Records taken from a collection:
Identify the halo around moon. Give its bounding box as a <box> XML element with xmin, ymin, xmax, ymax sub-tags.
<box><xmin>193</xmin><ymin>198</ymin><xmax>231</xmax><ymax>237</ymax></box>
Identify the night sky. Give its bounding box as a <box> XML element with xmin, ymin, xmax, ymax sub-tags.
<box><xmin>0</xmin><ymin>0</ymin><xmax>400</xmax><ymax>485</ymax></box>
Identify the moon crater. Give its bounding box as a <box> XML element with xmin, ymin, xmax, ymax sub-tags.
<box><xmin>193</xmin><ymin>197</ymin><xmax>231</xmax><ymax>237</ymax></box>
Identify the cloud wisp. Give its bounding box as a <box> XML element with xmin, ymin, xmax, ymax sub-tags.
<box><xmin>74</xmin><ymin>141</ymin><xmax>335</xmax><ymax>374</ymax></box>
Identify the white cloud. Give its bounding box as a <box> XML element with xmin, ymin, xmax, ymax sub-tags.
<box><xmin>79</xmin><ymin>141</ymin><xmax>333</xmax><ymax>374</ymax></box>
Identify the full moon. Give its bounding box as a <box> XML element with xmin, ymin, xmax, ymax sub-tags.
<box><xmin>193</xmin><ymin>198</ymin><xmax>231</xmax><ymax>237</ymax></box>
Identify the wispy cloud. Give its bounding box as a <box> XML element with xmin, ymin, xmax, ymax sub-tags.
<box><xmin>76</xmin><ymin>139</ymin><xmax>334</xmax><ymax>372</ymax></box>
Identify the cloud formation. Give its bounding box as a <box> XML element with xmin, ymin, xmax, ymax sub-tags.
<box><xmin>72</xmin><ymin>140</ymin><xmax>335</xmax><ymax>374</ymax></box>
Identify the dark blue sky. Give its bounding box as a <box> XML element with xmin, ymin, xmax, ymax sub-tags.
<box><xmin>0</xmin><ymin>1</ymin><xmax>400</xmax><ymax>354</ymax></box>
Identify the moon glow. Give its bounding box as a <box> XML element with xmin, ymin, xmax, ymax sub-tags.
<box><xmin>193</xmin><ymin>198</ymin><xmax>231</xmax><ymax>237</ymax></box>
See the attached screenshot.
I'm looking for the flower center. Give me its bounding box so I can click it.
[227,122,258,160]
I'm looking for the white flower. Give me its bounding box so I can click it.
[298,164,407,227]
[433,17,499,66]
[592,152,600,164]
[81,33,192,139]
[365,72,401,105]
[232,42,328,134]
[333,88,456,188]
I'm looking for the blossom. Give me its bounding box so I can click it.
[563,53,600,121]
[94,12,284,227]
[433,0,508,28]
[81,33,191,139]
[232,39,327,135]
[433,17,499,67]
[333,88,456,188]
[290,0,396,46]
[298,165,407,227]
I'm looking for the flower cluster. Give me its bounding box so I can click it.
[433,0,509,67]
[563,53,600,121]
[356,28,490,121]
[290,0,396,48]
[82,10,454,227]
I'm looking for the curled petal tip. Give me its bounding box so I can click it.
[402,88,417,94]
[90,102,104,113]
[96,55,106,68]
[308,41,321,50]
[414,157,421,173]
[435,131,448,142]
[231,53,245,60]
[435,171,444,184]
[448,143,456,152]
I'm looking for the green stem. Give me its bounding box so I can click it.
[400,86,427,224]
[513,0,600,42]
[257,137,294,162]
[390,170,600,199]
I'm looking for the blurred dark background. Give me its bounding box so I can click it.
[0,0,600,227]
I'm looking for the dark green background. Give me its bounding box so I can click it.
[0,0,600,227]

GOAL ▸ Write out all the records again, swapping "bounding box" for "outline box" everywhere it appears and leaving the rest as it stands.

THE REPLY ▸
Identify the halo around moon. Give its outline box as a <box> XML element with xmin, ymin, xmax, ymax sub-tags.
<box><xmin>193</xmin><ymin>198</ymin><xmax>231</xmax><ymax>237</ymax></box>
Identify the night sky. Give its outline box as a <box> XML element with xmin, ymin, xmax, ymax sub-tags.
<box><xmin>0</xmin><ymin>0</ymin><xmax>400</xmax><ymax>485</ymax></box>
Identify the moon crater. Give its outline box as a <box> XML element with xmin, ymin, xmax, ymax sub-tags.
<box><xmin>193</xmin><ymin>197</ymin><xmax>231</xmax><ymax>237</ymax></box>
Identify the cloud wisp. Give its outline box as a <box> XML element with xmin, ymin, xmax, ymax sub-tags.
<box><xmin>74</xmin><ymin>141</ymin><xmax>335</xmax><ymax>374</ymax></box>
Identify the white cloud. Give its outline box as a <box> XML element with xmin, ymin, xmax, ymax sub-tags.
<box><xmin>79</xmin><ymin>141</ymin><xmax>333</xmax><ymax>374</ymax></box>
Identify the full moon. Give its outline box as a <box> XML element with xmin, ymin, xmax, ymax sub-tags.
<box><xmin>193</xmin><ymin>198</ymin><xmax>231</xmax><ymax>237</ymax></box>
Identify the wispy cloud. Give its outline box as a <box> XML element with xmin, ymin, xmax, ymax sub-tags.
<box><xmin>76</xmin><ymin>139</ymin><xmax>334</xmax><ymax>372</ymax></box>
Identify the cloud formation. Give its outline box as a <box> XML element with xmin, ymin, xmax, ymax sub-tags.
<box><xmin>72</xmin><ymin>140</ymin><xmax>335</xmax><ymax>374</ymax></box>
Identify the dark blue sky. Give its outline box as a <box> XML element with xmin, ymin, xmax, ymax sub-tags.
<box><xmin>0</xmin><ymin>1</ymin><xmax>400</xmax><ymax>354</ymax></box>
Identify the moon glow. Give its outline box as a <box> XML element with xmin, ymin, xmax, ymax sub-tags.
<box><xmin>193</xmin><ymin>198</ymin><xmax>231</xmax><ymax>237</ymax></box>
See the attached screenshot.
I'm looking for the flower center. Give me its outline box so I can click it.
[227,122,258,160]
I'm looking for the white flower. Give me its outline box so I can click it.
[298,164,407,227]
[433,17,499,66]
[592,152,600,164]
[81,33,192,139]
[365,72,401,105]
[232,42,328,134]
[333,88,456,188]
I'm looking for the blossom. Give me its outline box so I can click it.
[563,53,600,121]
[94,12,284,227]
[433,0,508,28]
[81,33,191,139]
[232,39,327,135]
[433,17,499,67]
[333,88,456,188]
[290,0,396,46]
[298,165,407,227]
I'm looking for the flower cluster. Give me its outline box so I can click it.
[433,0,509,67]
[563,53,600,121]
[356,28,490,121]
[290,0,396,48]
[82,10,454,227]
I'm looking for the curled petal tip. Give me its outline box so I can click it.
[402,88,417,94]
[90,102,104,113]
[96,55,106,68]
[308,41,321,50]
[414,157,421,173]
[435,131,448,142]
[231,53,245,60]
[435,171,444,184]
[448,143,456,152]
I'm looking for the green stem. Give me its outline box so I can click it.
[400,86,427,224]
[513,0,600,42]
[257,137,294,162]
[390,170,600,199]
I'm looking for the blurred dark background. Give me its outline box so I can click it.
[0,0,600,227]
I'm looking for the dark green background. Give me its outline box so I can click it.
[0,0,600,227]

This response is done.